Exercise directions → An exact transcription of every record below is required, with the pictures left out.

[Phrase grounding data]

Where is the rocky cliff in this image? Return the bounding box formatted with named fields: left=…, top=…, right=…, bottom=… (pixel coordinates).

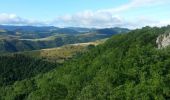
left=156, top=33, right=170, bottom=49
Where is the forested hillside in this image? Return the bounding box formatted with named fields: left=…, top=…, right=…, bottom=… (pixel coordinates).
left=0, top=41, right=98, bottom=87
left=0, top=26, right=170, bottom=100
left=0, top=54, right=59, bottom=87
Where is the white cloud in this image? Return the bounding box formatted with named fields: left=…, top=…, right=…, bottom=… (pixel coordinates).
left=53, top=11, right=127, bottom=28
left=52, top=0, right=170, bottom=28
left=122, top=17, right=170, bottom=29
left=0, top=13, right=25, bottom=24
left=0, top=13, right=47, bottom=26
left=0, top=0, right=170, bottom=28
left=100, top=0, right=170, bottom=13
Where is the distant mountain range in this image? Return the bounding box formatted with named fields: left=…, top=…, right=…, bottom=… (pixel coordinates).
left=0, top=25, right=129, bottom=34
left=0, top=25, right=130, bottom=53
left=0, top=25, right=56, bottom=32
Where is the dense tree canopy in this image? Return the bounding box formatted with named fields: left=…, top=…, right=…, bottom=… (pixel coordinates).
left=0, top=26, right=170, bottom=100
left=0, top=54, right=59, bottom=86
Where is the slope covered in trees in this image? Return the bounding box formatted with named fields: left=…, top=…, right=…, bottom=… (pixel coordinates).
left=0, top=26, right=170, bottom=100
left=0, top=54, right=59, bottom=86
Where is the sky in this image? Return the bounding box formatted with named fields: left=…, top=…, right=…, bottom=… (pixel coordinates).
left=0, top=0, right=170, bottom=28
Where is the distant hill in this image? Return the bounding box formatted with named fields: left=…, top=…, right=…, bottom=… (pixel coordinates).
left=67, top=27, right=95, bottom=33
left=0, top=25, right=130, bottom=53
left=52, top=28, right=80, bottom=34
left=0, top=25, right=57, bottom=32
left=16, top=39, right=106, bottom=63
left=0, top=25, right=129, bottom=35
left=96, top=27, right=130, bottom=35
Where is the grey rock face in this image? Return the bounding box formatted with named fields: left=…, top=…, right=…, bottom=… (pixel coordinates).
left=156, top=33, right=170, bottom=49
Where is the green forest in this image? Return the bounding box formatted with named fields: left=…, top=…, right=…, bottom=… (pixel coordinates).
left=0, top=26, right=170, bottom=100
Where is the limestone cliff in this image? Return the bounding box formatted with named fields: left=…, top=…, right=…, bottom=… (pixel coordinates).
left=156, top=33, right=170, bottom=49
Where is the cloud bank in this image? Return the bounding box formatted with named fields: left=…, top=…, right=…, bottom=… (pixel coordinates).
left=0, top=0, right=170, bottom=28
left=0, top=13, right=47, bottom=26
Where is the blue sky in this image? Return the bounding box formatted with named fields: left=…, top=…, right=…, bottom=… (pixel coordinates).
left=0, top=0, right=170, bottom=28
left=0, top=0, right=128, bottom=19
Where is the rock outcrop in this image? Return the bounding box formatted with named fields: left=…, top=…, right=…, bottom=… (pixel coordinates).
left=156, top=33, right=170, bottom=49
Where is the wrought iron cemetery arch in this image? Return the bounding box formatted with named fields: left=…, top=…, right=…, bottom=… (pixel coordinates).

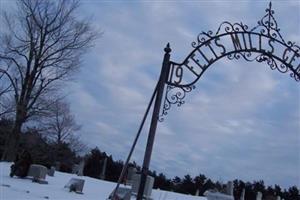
left=162, top=2, right=299, bottom=119
left=111, top=3, right=299, bottom=200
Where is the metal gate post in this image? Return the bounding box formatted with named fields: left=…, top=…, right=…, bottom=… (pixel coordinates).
left=136, top=43, right=171, bottom=200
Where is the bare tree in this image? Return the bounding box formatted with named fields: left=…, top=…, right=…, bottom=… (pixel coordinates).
left=0, top=0, right=98, bottom=161
left=68, top=135, right=88, bottom=155
left=42, top=101, right=81, bottom=145
left=0, top=71, right=14, bottom=117
left=0, top=86, right=14, bottom=118
left=41, top=100, right=87, bottom=155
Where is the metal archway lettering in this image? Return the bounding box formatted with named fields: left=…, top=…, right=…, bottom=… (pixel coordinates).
left=161, top=2, right=300, bottom=119
left=132, top=3, right=300, bottom=200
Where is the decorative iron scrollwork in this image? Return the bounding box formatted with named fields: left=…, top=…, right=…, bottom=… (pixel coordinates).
left=253, top=2, right=284, bottom=42
left=160, top=2, right=300, bottom=120
left=159, top=85, right=195, bottom=122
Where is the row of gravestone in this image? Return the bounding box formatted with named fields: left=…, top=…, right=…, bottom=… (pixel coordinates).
left=11, top=159, right=138, bottom=197
left=245, top=191, right=283, bottom=200
left=204, top=182, right=284, bottom=200
left=108, top=166, right=155, bottom=200
left=109, top=169, right=239, bottom=200
left=25, top=164, right=286, bottom=200
left=110, top=172, right=246, bottom=200
left=203, top=181, right=235, bottom=200
left=71, top=157, right=108, bottom=179
left=11, top=163, right=86, bottom=194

Reply to the task →
Where is the rocky cliff in this image? Return the bounding box formatted with named fields: left=…, top=…, right=…, bottom=… (pixel coordinates).

left=156, top=33, right=170, bottom=49
Where is the forested hillside in this image? Return the bounding box formatted with named fields: left=…, top=…, right=…, bottom=… (pixel coordinates).
left=0, top=41, right=98, bottom=87
left=0, top=26, right=170, bottom=100
left=0, top=54, right=59, bottom=87
Where is the white cloud in this image? Return the bounding box formatted with named fields: left=…, top=…, right=…, bottom=… (pixel coordinates).
left=53, top=11, right=127, bottom=28
left=52, top=0, right=170, bottom=28
left=122, top=17, right=170, bottom=29
left=0, top=13, right=25, bottom=24
left=0, top=13, right=47, bottom=26
left=0, top=0, right=170, bottom=28
left=100, top=0, right=170, bottom=13
Where is the distant mountain range in this image? Return the bounding box formatted with named fields: left=…, top=…, right=…, bottom=… (pixel coordinates).
left=0, top=25, right=129, bottom=34
left=0, top=25, right=130, bottom=53
left=0, top=25, right=56, bottom=32
Where is the dense tree canopy in this image? Return the bounding box formatted with named fields: left=…, top=…, right=…, bottom=… (pixel coordinates).
left=0, top=26, right=170, bottom=100
left=0, top=54, right=59, bottom=86
Where is the slope covered in trees in this image? Return the bounding box formatted with named fields: left=…, top=…, right=…, bottom=… (pixel coordinates).
left=0, top=26, right=170, bottom=100
left=0, top=54, right=59, bottom=86
Where is the sky in this image? Return the bounding box formatted with named fields: left=…, top=…, right=…, bottom=… (pixel coordinates).
left=0, top=0, right=170, bottom=28
Where is the distant hill in this image? Return the bounding box formatted with named fields: left=…, top=…, right=…, bottom=… (pixel coordinates).
left=67, top=27, right=95, bottom=33
left=0, top=25, right=130, bottom=53
left=52, top=28, right=80, bottom=34
left=0, top=25, right=57, bottom=32
left=16, top=39, right=106, bottom=63
left=0, top=25, right=129, bottom=35
left=96, top=27, right=130, bottom=35
Where is the grey rock face in this image? Return the bounding box formatted with named fields: left=…, top=…, right=…, bottom=… (pixel coordinates).
left=156, top=33, right=170, bottom=49
Where is the green forest in this image? Return the bounding box formatted with named fields: left=…, top=…, right=…, bottom=… (pixel coordinates).
left=0, top=26, right=170, bottom=100
Where is the limestone cliff in this image? Return the bounding box formatted with named fields: left=…, top=…, right=…, bottom=… (pixel coordinates).
left=156, top=33, right=170, bottom=49
Where is the cloud bank in this image? Return the bounding box formatted with named fields: left=…, top=…, right=…, bottom=… (pixel coordinates).
left=0, top=0, right=170, bottom=28
left=0, top=13, right=47, bottom=26
Where is the blue sky in this image? Return the bounding box formatted with named fields: left=…, top=…, right=…, bottom=… (pixel coordinates).
left=0, top=0, right=170, bottom=28
left=0, top=0, right=128, bottom=19
Where is the rock outcrop in this image? Return the bounding box formatted with named fields: left=…, top=…, right=…, bottom=… (pixel coordinates).
left=156, top=33, right=170, bottom=49
Where is the wrought iron cemetery arch in this image? Return the bounding box formatted with named fields: left=…, top=…, right=…, bottom=… (pixel coordinates).

left=162, top=2, right=299, bottom=119
left=111, top=3, right=299, bottom=200
Where is the metal gate post in this image? Return the bounding box formatted with named fields: left=…, top=…, right=…, bottom=… (pixel coordinates).
left=136, top=43, right=171, bottom=200
Where is the bare tree in this image? Return the bounding box formatted with named fields: left=…, top=…, right=…, bottom=… (pixel coordinates).
left=0, top=0, right=98, bottom=161
left=68, top=135, right=88, bottom=155
left=42, top=101, right=81, bottom=145
left=0, top=71, right=14, bottom=117
left=0, top=86, right=14, bottom=118
left=41, top=100, right=87, bottom=155
Where is the metal archway lettering in this image? Return the bounding box formatted with named fields: left=…, top=…, right=…, bottom=… (pixel coordinates).
left=161, top=2, right=300, bottom=119
left=132, top=3, right=300, bottom=200
Where is the decorative iron scrollwork in this image? Return the bounding box formatted with named fields: left=…, top=…, right=…, bottom=… (pixel coordinates).
left=253, top=2, right=284, bottom=42
left=160, top=2, right=300, bottom=120
left=159, top=85, right=195, bottom=122
Where is the row of gravestone in this image? Return the bounding box formatted with named fields: left=…, top=…, right=…, bottom=… (pixel coordinates).
left=11, top=159, right=138, bottom=197
left=245, top=191, right=283, bottom=200
left=204, top=182, right=284, bottom=200
left=108, top=166, right=155, bottom=200
left=109, top=169, right=239, bottom=200
left=25, top=164, right=286, bottom=200
left=110, top=172, right=246, bottom=200
left=203, top=181, right=235, bottom=200
left=71, top=157, right=108, bottom=179
left=11, top=163, right=86, bottom=194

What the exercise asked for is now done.